--- Records supplied ---

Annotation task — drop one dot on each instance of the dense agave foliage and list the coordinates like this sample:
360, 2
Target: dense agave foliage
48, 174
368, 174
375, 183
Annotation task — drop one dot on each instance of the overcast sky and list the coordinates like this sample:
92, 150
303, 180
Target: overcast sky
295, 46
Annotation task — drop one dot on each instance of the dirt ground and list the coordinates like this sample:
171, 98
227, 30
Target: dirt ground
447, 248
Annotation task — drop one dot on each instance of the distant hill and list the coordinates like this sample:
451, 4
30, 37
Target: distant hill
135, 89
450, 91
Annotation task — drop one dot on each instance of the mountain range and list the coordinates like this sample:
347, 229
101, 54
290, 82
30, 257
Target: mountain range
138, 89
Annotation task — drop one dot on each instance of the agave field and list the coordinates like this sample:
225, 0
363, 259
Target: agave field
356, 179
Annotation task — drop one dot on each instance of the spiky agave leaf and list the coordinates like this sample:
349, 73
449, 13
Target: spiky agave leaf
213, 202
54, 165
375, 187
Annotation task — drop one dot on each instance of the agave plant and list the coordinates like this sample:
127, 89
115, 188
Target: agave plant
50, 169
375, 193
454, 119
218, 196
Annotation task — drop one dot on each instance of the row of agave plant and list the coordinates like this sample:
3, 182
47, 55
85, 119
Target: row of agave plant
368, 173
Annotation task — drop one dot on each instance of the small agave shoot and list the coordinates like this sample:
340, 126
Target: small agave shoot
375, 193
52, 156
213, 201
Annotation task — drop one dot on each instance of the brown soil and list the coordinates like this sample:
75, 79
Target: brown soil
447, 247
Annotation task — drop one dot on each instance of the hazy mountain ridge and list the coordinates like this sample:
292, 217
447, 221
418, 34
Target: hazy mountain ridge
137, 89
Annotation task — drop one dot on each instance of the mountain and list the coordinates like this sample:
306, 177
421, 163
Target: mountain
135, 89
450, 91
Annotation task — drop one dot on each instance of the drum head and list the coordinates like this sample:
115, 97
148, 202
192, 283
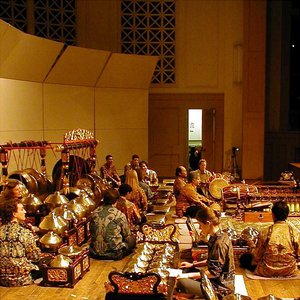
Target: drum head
216, 186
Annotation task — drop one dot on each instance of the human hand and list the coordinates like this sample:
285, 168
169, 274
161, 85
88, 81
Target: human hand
186, 264
250, 244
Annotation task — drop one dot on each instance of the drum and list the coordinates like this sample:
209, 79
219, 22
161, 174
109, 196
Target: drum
28, 180
238, 191
216, 186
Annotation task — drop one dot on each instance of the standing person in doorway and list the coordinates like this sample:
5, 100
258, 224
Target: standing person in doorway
180, 180
109, 172
205, 177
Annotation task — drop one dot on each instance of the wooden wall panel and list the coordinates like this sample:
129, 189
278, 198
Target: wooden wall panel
254, 89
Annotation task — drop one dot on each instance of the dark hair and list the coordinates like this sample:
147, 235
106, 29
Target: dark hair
143, 162
124, 189
134, 156
7, 209
205, 214
192, 176
140, 173
202, 160
8, 190
178, 171
110, 196
280, 210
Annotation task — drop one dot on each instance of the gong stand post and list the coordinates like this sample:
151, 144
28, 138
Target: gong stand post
65, 158
92, 159
4, 163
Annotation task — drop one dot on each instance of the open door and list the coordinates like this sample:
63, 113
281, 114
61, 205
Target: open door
168, 131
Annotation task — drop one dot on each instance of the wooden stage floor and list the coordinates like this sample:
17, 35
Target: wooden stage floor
91, 287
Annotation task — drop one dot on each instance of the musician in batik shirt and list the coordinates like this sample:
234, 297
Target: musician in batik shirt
278, 246
128, 208
220, 260
111, 237
188, 196
180, 180
18, 249
109, 172
205, 178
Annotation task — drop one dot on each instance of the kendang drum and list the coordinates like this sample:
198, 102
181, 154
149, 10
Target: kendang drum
216, 186
236, 192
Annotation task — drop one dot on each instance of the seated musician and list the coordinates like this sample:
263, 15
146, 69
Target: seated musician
220, 260
205, 177
188, 196
138, 196
144, 185
111, 237
13, 189
277, 248
180, 180
109, 172
128, 208
150, 176
18, 246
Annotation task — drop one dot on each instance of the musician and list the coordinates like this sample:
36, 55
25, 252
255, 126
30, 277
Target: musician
13, 189
111, 237
138, 196
150, 176
220, 260
109, 172
127, 207
205, 177
180, 180
18, 246
188, 196
134, 164
277, 249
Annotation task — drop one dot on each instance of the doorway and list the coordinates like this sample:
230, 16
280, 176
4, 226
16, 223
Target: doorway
168, 131
194, 138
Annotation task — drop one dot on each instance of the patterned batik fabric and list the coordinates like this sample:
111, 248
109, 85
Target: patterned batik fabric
188, 197
277, 257
109, 230
130, 211
220, 263
17, 249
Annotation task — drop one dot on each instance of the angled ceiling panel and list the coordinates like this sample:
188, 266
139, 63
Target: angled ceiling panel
78, 66
3, 28
128, 71
26, 57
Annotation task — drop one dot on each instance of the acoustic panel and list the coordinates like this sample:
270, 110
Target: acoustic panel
128, 71
78, 66
26, 57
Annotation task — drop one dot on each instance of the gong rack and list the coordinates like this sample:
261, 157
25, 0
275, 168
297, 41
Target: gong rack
73, 140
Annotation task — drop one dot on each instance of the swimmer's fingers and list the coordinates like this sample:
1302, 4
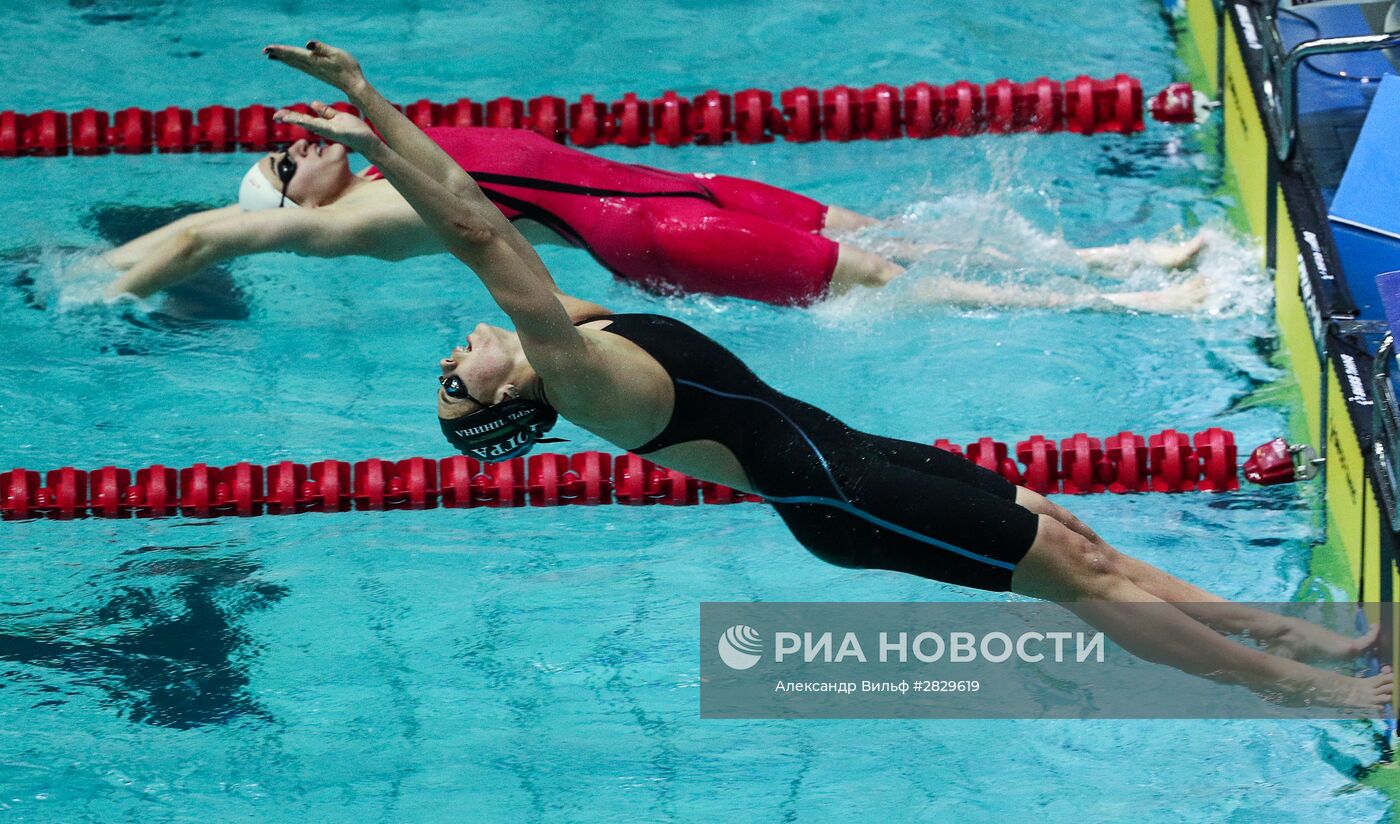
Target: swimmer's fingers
329, 123
328, 63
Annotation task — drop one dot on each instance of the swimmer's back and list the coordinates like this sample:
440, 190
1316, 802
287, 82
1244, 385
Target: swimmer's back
490, 154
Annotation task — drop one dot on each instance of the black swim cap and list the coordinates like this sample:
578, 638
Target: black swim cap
501, 431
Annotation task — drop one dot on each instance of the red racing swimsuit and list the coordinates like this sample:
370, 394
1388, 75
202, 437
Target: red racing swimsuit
660, 230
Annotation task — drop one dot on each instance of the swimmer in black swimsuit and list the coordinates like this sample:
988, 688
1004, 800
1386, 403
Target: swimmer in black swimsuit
657, 386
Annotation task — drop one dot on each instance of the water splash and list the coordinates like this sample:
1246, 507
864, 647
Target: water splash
979, 253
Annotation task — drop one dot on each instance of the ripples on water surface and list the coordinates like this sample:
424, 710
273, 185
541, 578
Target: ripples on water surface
542, 663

---

Reproduce all of the data above verbatim, leaving out the pictures.

Annotation task — drop one dot on each instance of the dense agave foliage and list the coordinates like this sample:
360, 2
Target: dense agave foliage
48, 174
368, 174
375, 183
Annotation task — drop one dot on each instance of the overcast sky and list the coordinates like this sample:
92, 150
303, 180
Target: overcast sky
295, 46
Annotation task — drop one dot on each instance of the dirt ground and list the coordinates like this sample:
171, 98
227, 30
Target: dirt ground
447, 248
Annotation task — drop one dot on each instance of the distant hill and list the coordinates like this sample:
451, 4
30, 37
Target: distant hill
135, 89
450, 91
Annotation task — drop one dot on each instance of the mountain range and list the coordinates like this sample:
347, 229
101, 54
290, 82
30, 257
Target: mountain range
138, 89
Annotation task — drop one dot on each instance of the agave field and list the coordinates like this sample:
225, 0
363, 259
Target: agave field
356, 179
Annotation task — drop one dot on each instance of the spiky agave leaf and list the coordinates like this sample:
349, 73
449, 13
Target: spiky agave leaf
213, 202
54, 165
375, 187
Annotation task — drop one dot on each instance of the agave plant and list the coordinates like this sample:
127, 89
115, 188
Target: agave plant
50, 169
375, 193
454, 119
218, 196
Annotation task — drop one dot on each instance of the row of agave plant and list the coordinates like this sample:
3, 182
47, 55
85, 119
Target: row of agave plant
368, 173
Annotation task — drop one dot on each instance of the small agave shoot and list the coordinates like this sample:
340, 126
Target: small agave shoot
375, 193
52, 156
213, 201
Annotation task — drop one dot on each instance of the brown soil and list the coordinates like this sample:
75, 79
Target: brown soil
447, 247
Annotation task — drop one dot on each instance of the hazy mountain ridge and list the coordinates like this sample:
292, 217
447, 221
418, 34
Target: hazy mountain ridge
137, 89
Annotation task — drop one dot on each instance of the mountain and list the coordinates like this sample:
306, 177
421, 163
Target: mountain
135, 89
450, 91
Annotation task — drop one dot on each instance of the drum head and list the coordinates like this sample:
115, 97
148, 202
192, 283
Target: drum head
216, 186
Annotation task — drop one dot on each instance of the human hand and list the coordinates like this sample:
285, 168
169, 274
161, 85
88, 81
Target: human hand
186, 264
250, 244
Annotation task — drop one dot on each instance of the drum and list the coordinates like this sample:
209, 79
219, 22
161, 174
109, 196
Target: drum
28, 180
238, 191
216, 186
Annotation task — drop one dot on each instance of the standing person in doorway and list the coordinates like this sample:
5, 100
258, 224
Target: standing person in doorway
180, 180
109, 172
205, 177
Annotation task — drop one dot on each instance of the wooden wall panel and list the coordinates like this sample:
129, 189
278, 198
Target: wooden wall panel
254, 89
Annotation task — drop one dot on each instance of the dark hair and list the coordinates like this sample:
147, 235
106, 29
Target: dark hair
143, 162
124, 189
134, 156
7, 209
205, 214
192, 176
140, 173
202, 160
8, 190
178, 171
110, 196
280, 210
Annotation task — drop one dot on each instance of the gong stand post and list the coordinates like this sample:
151, 144
28, 138
Target: gong stand post
65, 158
92, 159
4, 163
Annotation task — drop one dot on each instance of the open door and list the coordinates like this sample:
63, 113
281, 114
61, 205
Target: open door
168, 131
Annotation task — drop one dot on each instance of the wooden stage floor and list the coordinates like this sample:
17, 35
Target: wooden stage floor
91, 287
Annotation task — drop one dot on each instance of the musician in batik shirt and list the coordinates like this sample:
234, 297
Target: musician in batik shirt
278, 246
128, 208
220, 260
111, 237
188, 196
180, 180
18, 249
109, 172
205, 178
Annotation task — drop one dot on each instance of the kendang drum and list the coordinates like this sample:
198, 102
181, 154
149, 10
Target: kendang drum
216, 186
236, 192
Annotation task — drop one dot on each instance of the seated musician and list the coordinates like this sample:
263, 15
146, 69
Target: seated musician
220, 260
205, 177
188, 196
138, 196
144, 185
111, 237
13, 189
277, 248
180, 180
109, 172
128, 208
150, 176
18, 246
Annotation task — drop one dot on each instance of the musician and list the coordinates like this sample:
36, 55
25, 252
255, 126
30, 277
Target: musician
13, 189
111, 237
138, 196
150, 176
220, 260
109, 172
127, 207
205, 177
180, 180
18, 246
188, 196
134, 164
277, 249
Annotation task — drop one dot on each instance of the doorway and list the coordinates like this sample:
230, 16
280, 176
4, 226
16, 223
Target: doorway
168, 131
194, 138
Annotation task — drop one dot on each instance of the patterned batik fabric and list the coordinates like this sample:
111, 248
109, 85
Target: patterned batik fabric
188, 197
277, 257
109, 230
130, 211
220, 263
17, 249
Annotation task — drop one dot on each instance of the angled ceiling panel and list the coordinates like this sample:
188, 266
139, 63
Target: angled ceiling panel
78, 66
3, 28
128, 71
26, 57
Annotation task — drop one dot on each instance of the acoustic panel and list the coordinates like this sample:
270, 110
Target: acoustic panel
128, 71
78, 66
26, 57
Annotation task — drop one dot on each instance of the gong rack and list the coordinates like this sample:
261, 157
25, 0
275, 168
297, 41
Target: gong rack
73, 140
Annotation task — drop one dot on each instance of the swimmer's fingers and list the coordinates like this sample:
1302, 4
Target: swimmer's fingers
329, 123
328, 63
Annotation task — drop one dot on each instance of the swimmer's back and list the coordinates like this sample:
440, 190
1316, 802
287, 82
1244, 385
Target: swimmer's back
490, 154
Annotation task — drop one dot on each instance of the black swim cap and list the coordinates like this sample:
578, 638
Target: black swim cap
501, 431
Annotation task — drop one dot on each instance of the red racing swimsuit and list the coordinates like this sample:
370, 394
1388, 75
202, 437
Target: red racing swimsuit
660, 230
Annotation task — drop one dot on each instance of the swimmer in black swimsuit and list the coordinates like this sample:
988, 688
1004, 800
1386, 403
Target: swimmer in black swimsuit
657, 386
Annotation task — drop one dot on each instance of the water splash and list the coordinates like this sample:
1246, 507
864, 647
Target: water splash
979, 253
Annotation task — drop one dot on each instance of the ripples on water surface and list the coordinates like this sample:
424, 710
273, 185
541, 578
Target: ripples on water surface
542, 663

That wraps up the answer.